▼▼▼

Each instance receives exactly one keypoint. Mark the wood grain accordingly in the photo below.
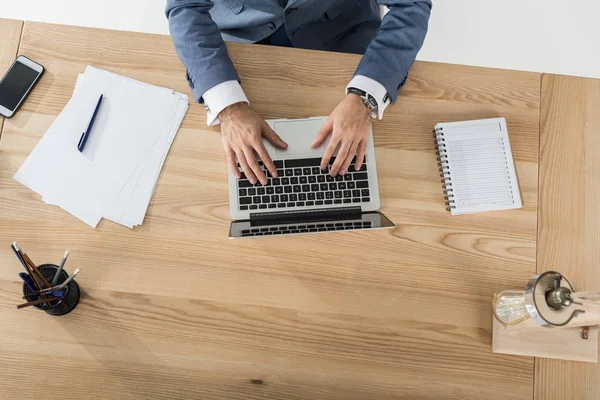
(174, 309)
(569, 214)
(10, 34)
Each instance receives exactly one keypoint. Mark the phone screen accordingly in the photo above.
(16, 84)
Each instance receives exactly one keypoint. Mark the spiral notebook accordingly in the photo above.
(477, 166)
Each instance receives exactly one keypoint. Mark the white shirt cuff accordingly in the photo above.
(373, 88)
(219, 97)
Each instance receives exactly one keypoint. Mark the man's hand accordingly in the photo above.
(242, 130)
(350, 125)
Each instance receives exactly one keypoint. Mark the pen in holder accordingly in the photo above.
(65, 300)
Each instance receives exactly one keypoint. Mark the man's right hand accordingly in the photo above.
(242, 130)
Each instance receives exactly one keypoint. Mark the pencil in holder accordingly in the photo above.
(61, 306)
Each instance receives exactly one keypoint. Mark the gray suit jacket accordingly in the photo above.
(390, 46)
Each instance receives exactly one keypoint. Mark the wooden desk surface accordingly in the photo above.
(174, 309)
(569, 213)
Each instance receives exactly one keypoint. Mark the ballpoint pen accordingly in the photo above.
(54, 288)
(36, 302)
(27, 279)
(86, 134)
(62, 264)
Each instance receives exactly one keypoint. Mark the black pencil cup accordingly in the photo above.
(57, 307)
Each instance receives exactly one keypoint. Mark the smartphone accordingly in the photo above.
(17, 83)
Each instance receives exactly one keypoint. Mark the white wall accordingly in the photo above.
(558, 36)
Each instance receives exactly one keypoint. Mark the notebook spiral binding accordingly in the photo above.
(442, 157)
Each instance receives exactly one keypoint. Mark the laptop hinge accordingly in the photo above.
(284, 217)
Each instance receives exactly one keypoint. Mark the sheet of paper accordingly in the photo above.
(116, 173)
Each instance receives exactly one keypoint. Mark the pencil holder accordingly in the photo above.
(71, 292)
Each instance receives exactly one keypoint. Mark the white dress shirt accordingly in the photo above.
(219, 97)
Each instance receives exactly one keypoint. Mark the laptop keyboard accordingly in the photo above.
(304, 228)
(301, 183)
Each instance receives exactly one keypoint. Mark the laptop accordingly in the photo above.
(303, 199)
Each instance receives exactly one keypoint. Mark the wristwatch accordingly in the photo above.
(369, 100)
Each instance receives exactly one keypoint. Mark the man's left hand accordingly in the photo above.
(350, 123)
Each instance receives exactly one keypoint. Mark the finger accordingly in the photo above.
(245, 167)
(329, 152)
(360, 157)
(258, 172)
(272, 137)
(231, 163)
(323, 133)
(339, 159)
(349, 157)
(266, 158)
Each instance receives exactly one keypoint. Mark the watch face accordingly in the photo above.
(372, 102)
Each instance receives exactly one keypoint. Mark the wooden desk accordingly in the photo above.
(174, 309)
(569, 213)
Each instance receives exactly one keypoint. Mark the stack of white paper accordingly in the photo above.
(115, 175)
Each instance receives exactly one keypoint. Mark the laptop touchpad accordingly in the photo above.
(299, 136)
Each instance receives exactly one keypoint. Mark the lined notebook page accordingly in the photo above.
(477, 166)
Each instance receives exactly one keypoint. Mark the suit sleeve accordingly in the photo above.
(394, 50)
(199, 45)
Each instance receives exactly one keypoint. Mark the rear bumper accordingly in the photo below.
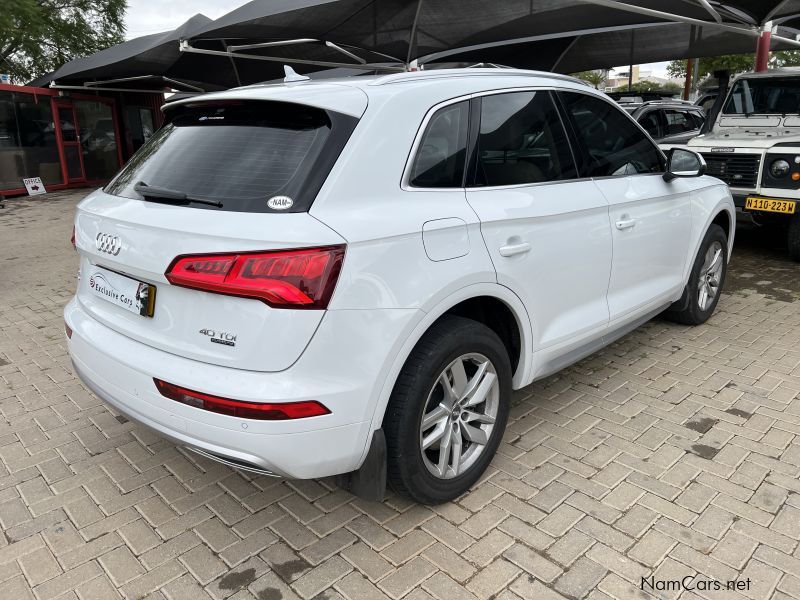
(336, 369)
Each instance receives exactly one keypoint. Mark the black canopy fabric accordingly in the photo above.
(146, 61)
(565, 35)
(606, 49)
(310, 35)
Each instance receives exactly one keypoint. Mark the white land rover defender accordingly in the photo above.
(754, 147)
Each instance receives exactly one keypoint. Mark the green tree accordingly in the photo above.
(37, 36)
(594, 78)
(735, 63)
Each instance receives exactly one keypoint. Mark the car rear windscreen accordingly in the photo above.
(236, 156)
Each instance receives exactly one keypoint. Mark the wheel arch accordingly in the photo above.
(468, 301)
(707, 212)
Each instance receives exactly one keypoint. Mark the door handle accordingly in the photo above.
(625, 223)
(515, 249)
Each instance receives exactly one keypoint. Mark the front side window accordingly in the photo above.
(764, 96)
(678, 121)
(613, 144)
(522, 141)
(442, 152)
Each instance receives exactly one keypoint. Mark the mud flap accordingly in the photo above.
(368, 482)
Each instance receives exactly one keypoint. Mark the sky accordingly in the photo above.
(144, 17)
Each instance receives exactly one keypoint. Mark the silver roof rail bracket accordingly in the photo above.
(292, 76)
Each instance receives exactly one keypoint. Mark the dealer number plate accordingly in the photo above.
(132, 295)
(787, 207)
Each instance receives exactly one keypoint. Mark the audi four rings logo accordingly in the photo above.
(110, 244)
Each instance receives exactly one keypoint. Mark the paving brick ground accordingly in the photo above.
(674, 452)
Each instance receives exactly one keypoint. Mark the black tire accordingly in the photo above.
(794, 238)
(687, 310)
(448, 339)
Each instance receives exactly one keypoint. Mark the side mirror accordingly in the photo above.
(684, 163)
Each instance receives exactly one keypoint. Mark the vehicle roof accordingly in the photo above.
(350, 95)
(632, 106)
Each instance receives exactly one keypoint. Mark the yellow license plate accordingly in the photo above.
(787, 207)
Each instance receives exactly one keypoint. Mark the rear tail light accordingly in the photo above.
(267, 411)
(302, 278)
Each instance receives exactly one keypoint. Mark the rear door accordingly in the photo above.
(245, 296)
(547, 231)
(650, 218)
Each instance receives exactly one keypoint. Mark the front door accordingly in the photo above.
(650, 218)
(547, 233)
(69, 135)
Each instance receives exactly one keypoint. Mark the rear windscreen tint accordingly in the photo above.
(239, 154)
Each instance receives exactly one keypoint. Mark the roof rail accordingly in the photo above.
(471, 71)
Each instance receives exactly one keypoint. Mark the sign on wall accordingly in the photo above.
(34, 186)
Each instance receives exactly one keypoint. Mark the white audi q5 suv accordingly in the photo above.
(349, 277)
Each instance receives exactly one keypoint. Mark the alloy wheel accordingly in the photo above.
(459, 416)
(710, 276)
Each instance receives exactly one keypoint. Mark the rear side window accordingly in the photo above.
(614, 146)
(679, 121)
(651, 123)
(521, 141)
(442, 152)
(239, 155)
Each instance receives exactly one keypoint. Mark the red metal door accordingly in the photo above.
(68, 134)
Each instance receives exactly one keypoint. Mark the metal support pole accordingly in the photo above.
(689, 72)
(630, 66)
(762, 47)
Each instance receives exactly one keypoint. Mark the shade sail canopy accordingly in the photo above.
(564, 35)
(151, 62)
(594, 49)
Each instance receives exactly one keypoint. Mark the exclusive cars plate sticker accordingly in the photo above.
(220, 337)
(280, 202)
(132, 295)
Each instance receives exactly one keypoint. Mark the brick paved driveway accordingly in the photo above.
(675, 451)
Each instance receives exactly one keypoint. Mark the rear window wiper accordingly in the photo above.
(159, 193)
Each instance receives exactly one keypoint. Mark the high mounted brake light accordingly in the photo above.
(303, 278)
(264, 411)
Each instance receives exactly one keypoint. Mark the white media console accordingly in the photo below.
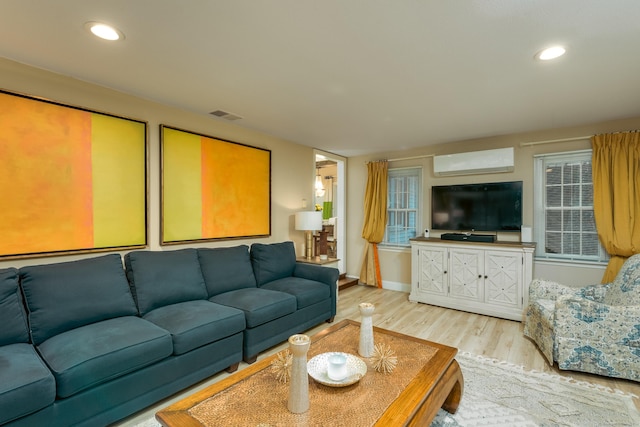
(484, 278)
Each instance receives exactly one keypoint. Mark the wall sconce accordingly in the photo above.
(308, 221)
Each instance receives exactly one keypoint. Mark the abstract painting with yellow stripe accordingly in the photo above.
(213, 188)
(70, 179)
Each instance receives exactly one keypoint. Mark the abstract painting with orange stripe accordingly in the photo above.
(70, 179)
(213, 189)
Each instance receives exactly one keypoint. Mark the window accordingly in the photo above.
(565, 226)
(403, 206)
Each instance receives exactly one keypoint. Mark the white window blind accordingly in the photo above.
(403, 206)
(564, 224)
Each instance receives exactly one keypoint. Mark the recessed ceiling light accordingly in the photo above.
(551, 53)
(104, 31)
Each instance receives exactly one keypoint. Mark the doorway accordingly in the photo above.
(330, 196)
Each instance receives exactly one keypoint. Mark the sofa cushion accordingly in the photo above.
(68, 295)
(12, 316)
(193, 324)
(307, 292)
(259, 305)
(272, 261)
(164, 278)
(226, 269)
(26, 385)
(96, 353)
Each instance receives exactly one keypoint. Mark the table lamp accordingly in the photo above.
(308, 221)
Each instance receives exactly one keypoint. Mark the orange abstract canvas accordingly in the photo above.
(213, 189)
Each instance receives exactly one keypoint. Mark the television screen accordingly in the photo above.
(495, 206)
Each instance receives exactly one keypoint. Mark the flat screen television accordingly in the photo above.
(494, 206)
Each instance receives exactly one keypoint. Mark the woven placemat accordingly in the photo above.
(260, 400)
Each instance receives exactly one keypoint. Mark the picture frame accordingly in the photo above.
(73, 180)
(212, 188)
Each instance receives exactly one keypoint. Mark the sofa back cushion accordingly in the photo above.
(67, 295)
(160, 278)
(272, 261)
(226, 269)
(625, 289)
(13, 321)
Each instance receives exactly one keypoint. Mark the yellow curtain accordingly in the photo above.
(616, 196)
(375, 221)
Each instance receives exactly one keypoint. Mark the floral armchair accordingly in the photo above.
(592, 329)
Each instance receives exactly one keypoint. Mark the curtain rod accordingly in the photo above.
(424, 156)
(550, 141)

▲▲▲

**Challenge:** Arrange the lines of the entries, from the line containing "Each instance receives exactly one keypoint. Mark the sofa back" up to and including the final line, as a numbered list with blank lines omitted.

**Finished answer:**
1. Each instance receives exactly one keypoint. Mark the sofa back cushion accordingly in the photo above.
2. (67, 295)
3. (160, 278)
4. (272, 261)
5. (226, 269)
6. (625, 289)
7. (13, 321)
8. Each instance receives exactly one keypoint. Mark the yellow curtain accordingly in the photo above.
9. (616, 196)
10. (375, 221)
11. Each instance receives exactly one keypoint. Mark the floral armchair accordingly in the photo above.
12. (592, 329)
13. Each instance receives exactly one keypoint. Mark the curtain rod accordingly in the photo above.
14. (424, 156)
15. (550, 141)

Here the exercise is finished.